----- Excerpted records

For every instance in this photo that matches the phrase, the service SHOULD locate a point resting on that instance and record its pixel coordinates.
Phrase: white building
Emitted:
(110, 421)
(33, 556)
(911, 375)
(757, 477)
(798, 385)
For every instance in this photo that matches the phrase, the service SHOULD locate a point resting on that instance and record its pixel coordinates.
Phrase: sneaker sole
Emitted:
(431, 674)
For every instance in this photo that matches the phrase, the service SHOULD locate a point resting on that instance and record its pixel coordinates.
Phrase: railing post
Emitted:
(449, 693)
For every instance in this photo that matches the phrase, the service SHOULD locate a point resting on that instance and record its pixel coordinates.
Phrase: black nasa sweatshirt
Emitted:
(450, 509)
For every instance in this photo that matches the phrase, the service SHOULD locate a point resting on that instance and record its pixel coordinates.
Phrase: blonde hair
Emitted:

----------

_Problem details_
Reproduce every row above verbatim, from the first line to the last.

_Task output_
For every instance in this photo that matches the phrase, the service SHOULD locate a point resting on that instance and record its pixel coordinates.
Phrase: white building
Emitted:
(110, 421)
(33, 556)
(911, 375)
(757, 477)
(798, 385)
For every instance in this photo that matches the phrase, the service SHOULD locate a point resting on that instance and record its pixel coordinates.
Phrase: sneaker sole
Emitted:
(431, 674)
For every instance in this photo that matches the phrase, the service SHOULD locate a point resting on that instance and record its pixel coordinates.
Phrase: railing post
Emitted:
(449, 693)
For every instance in this photo that matches the phrase, the service SHOULD locate a point resting on that instance and record its pixel coordinates.
Phrase: black nasa sweatshirt
Emitted:
(450, 509)
For every instance in this photo that matches the phrase, the service SHOULD locate a point resting on that instance and record its pixel coordinates.
Phrase: blonde hair
Emitted:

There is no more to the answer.